- **Your task**
Reproduce without any pictures the lines from the one that contains "Where is the black and" through the end of the records, exactly as written.

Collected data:
.....

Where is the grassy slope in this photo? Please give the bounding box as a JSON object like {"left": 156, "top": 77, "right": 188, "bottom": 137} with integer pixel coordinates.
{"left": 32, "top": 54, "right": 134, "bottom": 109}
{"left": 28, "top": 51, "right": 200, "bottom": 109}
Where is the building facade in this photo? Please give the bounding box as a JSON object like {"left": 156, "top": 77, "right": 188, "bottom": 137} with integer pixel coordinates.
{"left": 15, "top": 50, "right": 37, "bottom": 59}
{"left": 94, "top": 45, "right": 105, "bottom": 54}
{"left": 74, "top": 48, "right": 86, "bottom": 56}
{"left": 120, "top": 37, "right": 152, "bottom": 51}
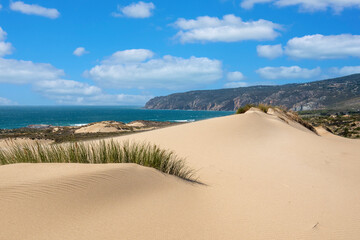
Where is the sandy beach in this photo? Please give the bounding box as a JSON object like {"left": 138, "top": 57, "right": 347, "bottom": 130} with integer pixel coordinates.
{"left": 1, "top": 108, "right": 360, "bottom": 240}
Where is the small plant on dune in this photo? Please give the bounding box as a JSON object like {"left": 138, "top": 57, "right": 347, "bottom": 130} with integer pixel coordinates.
{"left": 236, "top": 104, "right": 271, "bottom": 114}
{"left": 236, "top": 104, "right": 254, "bottom": 114}
{"left": 0, "top": 141, "right": 197, "bottom": 182}
{"left": 258, "top": 104, "right": 270, "bottom": 113}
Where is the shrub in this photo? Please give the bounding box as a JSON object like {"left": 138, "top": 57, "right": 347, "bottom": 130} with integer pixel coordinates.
{"left": 236, "top": 104, "right": 254, "bottom": 114}
{"left": 0, "top": 140, "right": 197, "bottom": 182}
{"left": 236, "top": 104, "right": 271, "bottom": 114}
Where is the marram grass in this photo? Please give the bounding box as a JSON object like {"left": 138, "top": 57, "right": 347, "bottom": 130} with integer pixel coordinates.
{"left": 0, "top": 140, "right": 197, "bottom": 182}
{"left": 236, "top": 104, "right": 271, "bottom": 114}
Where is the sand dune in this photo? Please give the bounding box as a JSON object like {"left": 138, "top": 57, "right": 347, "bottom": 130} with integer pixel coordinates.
{"left": 1, "top": 109, "right": 360, "bottom": 239}
{"left": 74, "top": 121, "right": 130, "bottom": 134}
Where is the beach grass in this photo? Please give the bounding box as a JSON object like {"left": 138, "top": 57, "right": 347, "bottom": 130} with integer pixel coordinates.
{"left": 0, "top": 140, "right": 197, "bottom": 182}
{"left": 236, "top": 104, "right": 271, "bottom": 114}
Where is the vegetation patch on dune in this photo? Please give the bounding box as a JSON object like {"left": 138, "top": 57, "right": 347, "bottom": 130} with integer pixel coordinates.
{"left": 0, "top": 141, "right": 197, "bottom": 182}
{"left": 236, "top": 104, "right": 318, "bottom": 134}
{"left": 236, "top": 104, "right": 271, "bottom": 114}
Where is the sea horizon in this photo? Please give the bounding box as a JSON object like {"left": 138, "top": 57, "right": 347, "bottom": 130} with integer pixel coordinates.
{"left": 0, "top": 105, "right": 233, "bottom": 129}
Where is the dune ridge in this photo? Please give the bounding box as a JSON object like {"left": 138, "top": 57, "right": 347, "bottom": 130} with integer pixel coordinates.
{"left": 1, "top": 108, "right": 359, "bottom": 240}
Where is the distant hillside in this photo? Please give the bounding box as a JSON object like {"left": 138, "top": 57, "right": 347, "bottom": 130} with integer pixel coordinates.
{"left": 145, "top": 74, "right": 360, "bottom": 111}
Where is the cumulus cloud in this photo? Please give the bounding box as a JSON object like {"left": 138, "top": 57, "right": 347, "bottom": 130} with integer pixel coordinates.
{"left": 227, "top": 71, "right": 245, "bottom": 81}
{"left": 0, "top": 42, "right": 13, "bottom": 57}
{"left": 0, "top": 58, "right": 64, "bottom": 84}
{"left": 113, "top": 1, "right": 155, "bottom": 18}
{"left": 256, "top": 66, "right": 321, "bottom": 79}
{"left": 32, "top": 78, "right": 151, "bottom": 105}
{"left": 102, "top": 49, "right": 154, "bottom": 64}
{"left": 51, "top": 94, "right": 150, "bottom": 105}
{"left": 34, "top": 80, "right": 151, "bottom": 105}
{"left": 241, "top": 0, "right": 273, "bottom": 9}
{"left": 0, "top": 27, "right": 13, "bottom": 57}
{"left": 241, "top": 0, "right": 360, "bottom": 12}
{"left": 68, "top": 93, "right": 152, "bottom": 105}
{"left": 0, "top": 97, "right": 17, "bottom": 105}
{"left": 73, "top": 47, "right": 89, "bottom": 57}
{"left": 85, "top": 49, "right": 223, "bottom": 90}
{"left": 0, "top": 29, "right": 150, "bottom": 106}
{"left": 285, "top": 34, "right": 360, "bottom": 59}
{"left": 34, "top": 80, "right": 102, "bottom": 96}
{"left": 257, "top": 44, "right": 283, "bottom": 59}
{"left": 32, "top": 78, "right": 150, "bottom": 105}
{"left": 10, "top": 1, "right": 60, "bottom": 19}
{"left": 330, "top": 65, "right": 360, "bottom": 76}
{"left": 173, "top": 14, "right": 281, "bottom": 43}
{"left": 0, "top": 27, "right": 7, "bottom": 41}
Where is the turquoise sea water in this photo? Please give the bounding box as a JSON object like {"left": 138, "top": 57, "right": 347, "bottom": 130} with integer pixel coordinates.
{"left": 0, "top": 106, "right": 234, "bottom": 129}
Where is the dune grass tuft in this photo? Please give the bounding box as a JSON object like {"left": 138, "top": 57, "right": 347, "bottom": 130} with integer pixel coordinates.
{"left": 236, "top": 104, "right": 271, "bottom": 114}
{"left": 0, "top": 140, "right": 197, "bottom": 182}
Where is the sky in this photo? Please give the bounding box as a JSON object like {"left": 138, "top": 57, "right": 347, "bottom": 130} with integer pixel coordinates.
{"left": 0, "top": 0, "right": 360, "bottom": 106}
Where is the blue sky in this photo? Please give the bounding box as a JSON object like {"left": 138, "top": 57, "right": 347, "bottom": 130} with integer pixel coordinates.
{"left": 0, "top": 0, "right": 360, "bottom": 105}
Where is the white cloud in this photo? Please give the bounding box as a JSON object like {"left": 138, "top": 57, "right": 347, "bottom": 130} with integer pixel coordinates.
{"left": 34, "top": 80, "right": 102, "bottom": 96}
{"left": 76, "top": 94, "right": 152, "bottom": 105}
{"left": 0, "top": 58, "right": 64, "bottom": 84}
{"left": 173, "top": 14, "right": 282, "bottom": 43}
{"left": 0, "top": 27, "right": 13, "bottom": 57}
{"left": 0, "top": 42, "right": 13, "bottom": 57}
{"left": 240, "top": 0, "right": 360, "bottom": 12}
{"left": 0, "top": 4, "right": 2, "bottom": 10}
{"left": 10, "top": 1, "right": 60, "bottom": 19}
{"left": 49, "top": 94, "right": 151, "bottom": 105}
{"left": 241, "top": 0, "right": 273, "bottom": 9}
{"left": 0, "top": 27, "right": 7, "bottom": 41}
{"left": 113, "top": 1, "right": 155, "bottom": 18}
{"left": 285, "top": 34, "right": 360, "bottom": 59}
{"left": 227, "top": 71, "right": 245, "bottom": 81}
{"left": 85, "top": 49, "right": 223, "bottom": 90}
{"left": 257, "top": 44, "right": 283, "bottom": 59}
{"left": 0, "top": 30, "right": 150, "bottom": 106}
{"left": 34, "top": 79, "right": 151, "bottom": 105}
{"left": 224, "top": 81, "right": 248, "bottom": 88}
{"left": 330, "top": 66, "right": 360, "bottom": 76}
{"left": 256, "top": 66, "right": 321, "bottom": 79}
{"left": 73, "top": 47, "right": 89, "bottom": 57}
{"left": 0, "top": 97, "right": 17, "bottom": 105}
{"left": 102, "top": 49, "right": 154, "bottom": 64}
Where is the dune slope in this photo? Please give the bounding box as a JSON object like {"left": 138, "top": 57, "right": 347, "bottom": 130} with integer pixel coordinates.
{"left": 1, "top": 109, "right": 359, "bottom": 240}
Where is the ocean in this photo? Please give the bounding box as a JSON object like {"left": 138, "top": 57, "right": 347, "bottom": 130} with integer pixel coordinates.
{"left": 0, "top": 106, "right": 234, "bottom": 129}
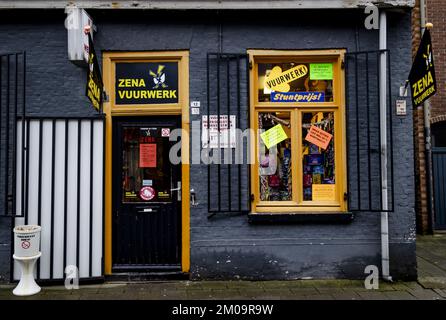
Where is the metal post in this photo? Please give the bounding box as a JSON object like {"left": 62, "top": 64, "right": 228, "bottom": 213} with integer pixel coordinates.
{"left": 379, "top": 10, "right": 392, "bottom": 282}
{"left": 420, "top": 0, "right": 435, "bottom": 233}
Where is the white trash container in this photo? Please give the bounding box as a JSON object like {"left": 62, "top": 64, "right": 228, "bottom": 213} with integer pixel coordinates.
{"left": 13, "top": 225, "right": 41, "bottom": 257}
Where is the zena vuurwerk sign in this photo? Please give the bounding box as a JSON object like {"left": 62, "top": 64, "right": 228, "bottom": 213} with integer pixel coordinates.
{"left": 85, "top": 33, "right": 103, "bottom": 111}
{"left": 115, "top": 62, "right": 179, "bottom": 105}
{"left": 408, "top": 29, "right": 437, "bottom": 107}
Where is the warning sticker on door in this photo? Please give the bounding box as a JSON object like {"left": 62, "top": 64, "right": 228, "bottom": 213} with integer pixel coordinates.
{"left": 161, "top": 128, "right": 170, "bottom": 137}
{"left": 140, "top": 186, "right": 155, "bottom": 201}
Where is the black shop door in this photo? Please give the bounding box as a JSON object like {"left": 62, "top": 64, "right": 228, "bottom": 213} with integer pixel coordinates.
{"left": 112, "top": 116, "right": 181, "bottom": 272}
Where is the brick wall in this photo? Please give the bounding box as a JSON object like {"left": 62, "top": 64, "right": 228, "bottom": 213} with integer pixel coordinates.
{"left": 427, "top": 0, "right": 446, "bottom": 123}
{"left": 412, "top": 0, "right": 446, "bottom": 233}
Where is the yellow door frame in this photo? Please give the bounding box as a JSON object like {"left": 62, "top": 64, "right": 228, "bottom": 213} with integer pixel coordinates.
{"left": 102, "top": 51, "right": 190, "bottom": 274}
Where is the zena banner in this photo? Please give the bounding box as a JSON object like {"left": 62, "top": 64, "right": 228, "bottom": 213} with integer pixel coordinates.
{"left": 85, "top": 33, "right": 104, "bottom": 112}
{"left": 408, "top": 28, "right": 437, "bottom": 107}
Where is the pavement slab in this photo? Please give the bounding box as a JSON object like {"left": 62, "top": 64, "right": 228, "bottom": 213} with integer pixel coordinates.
{"left": 406, "top": 289, "right": 445, "bottom": 300}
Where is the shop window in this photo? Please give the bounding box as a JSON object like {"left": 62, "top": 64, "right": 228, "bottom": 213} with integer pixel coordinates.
{"left": 249, "top": 50, "right": 346, "bottom": 213}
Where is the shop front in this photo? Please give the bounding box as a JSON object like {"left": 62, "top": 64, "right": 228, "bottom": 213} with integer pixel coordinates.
{"left": 103, "top": 52, "right": 190, "bottom": 275}
{"left": 0, "top": 2, "right": 417, "bottom": 283}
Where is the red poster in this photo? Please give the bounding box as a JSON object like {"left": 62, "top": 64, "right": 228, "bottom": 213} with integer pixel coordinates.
{"left": 139, "top": 143, "right": 157, "bottom": 168}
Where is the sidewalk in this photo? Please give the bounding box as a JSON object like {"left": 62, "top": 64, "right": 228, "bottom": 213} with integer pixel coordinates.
{"left": 0, "top": 234, "right": 445, "bottom": 300}
{"left": 416, "top": 233, "right": 446, "bottom": 290}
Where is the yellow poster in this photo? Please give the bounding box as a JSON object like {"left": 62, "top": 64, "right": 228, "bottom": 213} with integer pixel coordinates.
{"left": 264, "top": 65, "right": 308, "bottom": 92}
{"left": 260, "top": 124, "right": 288, "bottom": 149}
{"left": 312, "top": 184, "right": 336, "bottom": 201}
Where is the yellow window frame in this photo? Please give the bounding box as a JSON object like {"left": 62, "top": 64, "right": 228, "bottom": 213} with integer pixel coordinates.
{"left": 248, "top": 49, "right": 347, "bottom": 213}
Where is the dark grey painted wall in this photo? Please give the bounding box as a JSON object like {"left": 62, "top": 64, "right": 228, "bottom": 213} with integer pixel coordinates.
{"left": 0, "top": 9, "right": 416, "bottom": 282}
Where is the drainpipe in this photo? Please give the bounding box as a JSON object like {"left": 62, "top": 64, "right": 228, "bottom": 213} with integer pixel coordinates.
{"left": 379, "top": 10, "right": 392, "bottom": 282}
{"left": 420, "top": 0, "right": 435, "bottom": 233}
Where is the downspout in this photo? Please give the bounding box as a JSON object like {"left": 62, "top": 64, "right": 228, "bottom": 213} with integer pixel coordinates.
{"left": 379, "top": 10, "right": 392, "bottom": 282}
{"left": 420, "top": 0, "right": 435, "bottom": 233}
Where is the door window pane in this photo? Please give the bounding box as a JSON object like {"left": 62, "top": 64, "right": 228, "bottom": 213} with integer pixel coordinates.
{"left": 258, "top": 62, "right": 334, "bottom": 103}
{"left": 302, "top": 112, "right": 335, "bottom": 201}
{"left": 121, "top": 126, "right": 172, "bottom": 203}
{"left": 258, "top": 112, "right": 292, "bottom": 201}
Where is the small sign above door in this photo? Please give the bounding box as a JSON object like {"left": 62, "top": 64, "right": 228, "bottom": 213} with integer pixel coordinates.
{"left": 115, "top": 62, "right": 179, "bottom": 105}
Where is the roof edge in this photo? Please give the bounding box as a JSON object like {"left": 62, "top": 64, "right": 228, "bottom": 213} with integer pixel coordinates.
{"left": 0, "top": 0, "right": 416, "bottom": 10}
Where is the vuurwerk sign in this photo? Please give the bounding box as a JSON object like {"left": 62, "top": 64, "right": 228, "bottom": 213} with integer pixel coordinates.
{"left": 115, "top": 62, "right": 179, "bottom": 105}
{"left": 408, "top": 29, "right": 437, "bottom": 107}
{"left": 86, "top": 34, "right": 103, "bottom": 111}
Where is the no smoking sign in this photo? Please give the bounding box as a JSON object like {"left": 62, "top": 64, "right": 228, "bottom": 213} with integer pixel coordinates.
{"left": 21, "top": 240, "right": 31, "bottom": 249}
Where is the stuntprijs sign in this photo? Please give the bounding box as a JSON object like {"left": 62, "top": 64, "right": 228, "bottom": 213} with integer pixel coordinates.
{"left": 115, "top": 62, "right": 179, "bottom": 105}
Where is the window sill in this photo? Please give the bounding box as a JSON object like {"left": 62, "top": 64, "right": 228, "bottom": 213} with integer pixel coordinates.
{"left": 248, "top": 212, "right": 354, "bottom": 224}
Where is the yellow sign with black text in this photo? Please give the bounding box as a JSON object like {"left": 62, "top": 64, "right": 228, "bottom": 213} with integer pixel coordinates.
{"left": 264, "top": 65, "right": 308, "bottom": 92}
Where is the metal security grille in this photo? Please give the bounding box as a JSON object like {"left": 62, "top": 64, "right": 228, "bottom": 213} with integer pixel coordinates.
{"left": 345, "top": 50, "right": 395, "bottom": 212}
{"left": 0, "top": 52, "right": 26, "bottom": 218}
{"left": 206, "top": 53, "right": 251, "bottom": 216}
{"left": 13, "top": 117, "right": 105, "bottom": 282}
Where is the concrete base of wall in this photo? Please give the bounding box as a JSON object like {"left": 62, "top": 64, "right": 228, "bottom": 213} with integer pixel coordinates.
{"left": 191, "top": 242, "right": 417, "bottom": 281}
{"left": 0, "top": 218, "right": 11, "bottom": 283}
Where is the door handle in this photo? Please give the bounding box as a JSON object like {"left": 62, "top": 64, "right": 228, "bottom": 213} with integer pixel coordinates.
{"left": 171, "top": 181, "right": 181, "bottom": 201}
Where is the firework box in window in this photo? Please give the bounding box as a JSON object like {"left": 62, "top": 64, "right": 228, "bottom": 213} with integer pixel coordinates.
{"left": 304, "top": 165, "right": 312, "bottom": 174}
{"left": 309, "top": 144, "right": 320, "bottom": 154}
{"left": 312, "top": 173, "right": 322, "bottom": 184}
{"left": 268, "top": 174, "right": 280, "bottom": 187}
{"left": 305, "top": 154, "right": 324, "bottom": 166}
{"left": 304, "top": 187, "right": 312, "bottom": 201}
{"left": 303, "top": 174, "right": 312, "bottom": 187}
{"left": 312, "top": 165, "right": 324, "bottom": 174}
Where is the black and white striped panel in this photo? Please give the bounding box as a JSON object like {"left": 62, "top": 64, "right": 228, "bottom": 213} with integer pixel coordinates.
{"left": 14, "top": 118, "right": 104, "bottom": 281}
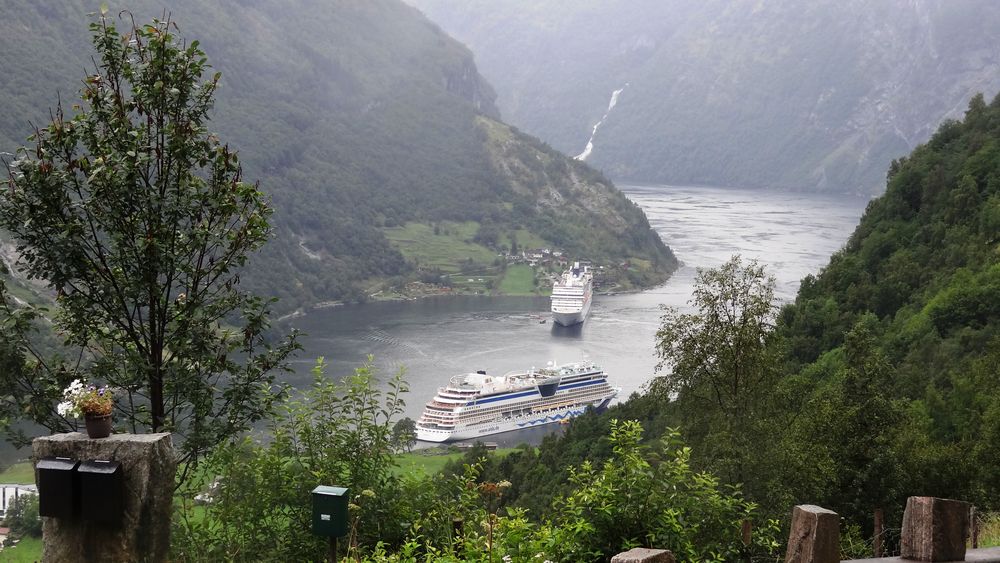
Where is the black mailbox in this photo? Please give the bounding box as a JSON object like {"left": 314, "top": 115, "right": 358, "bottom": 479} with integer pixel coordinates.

.....

- **Solution to this problem**
Where is the black and white striped panel in this photo? Please give the bounding box as a JSON object like {"left": 62, "top": 64, "right": 228, "bottom": 213} with integer pixel coordinates.
{"left": 14, "top": 118, "right": 104, "bottom": 281}
Where is the black mailbox in this photo? Please give the bounding box as a JSON object like {"left": 314, "top": 115, "right": 358, "bottom": 479} with integer pixel coordinates.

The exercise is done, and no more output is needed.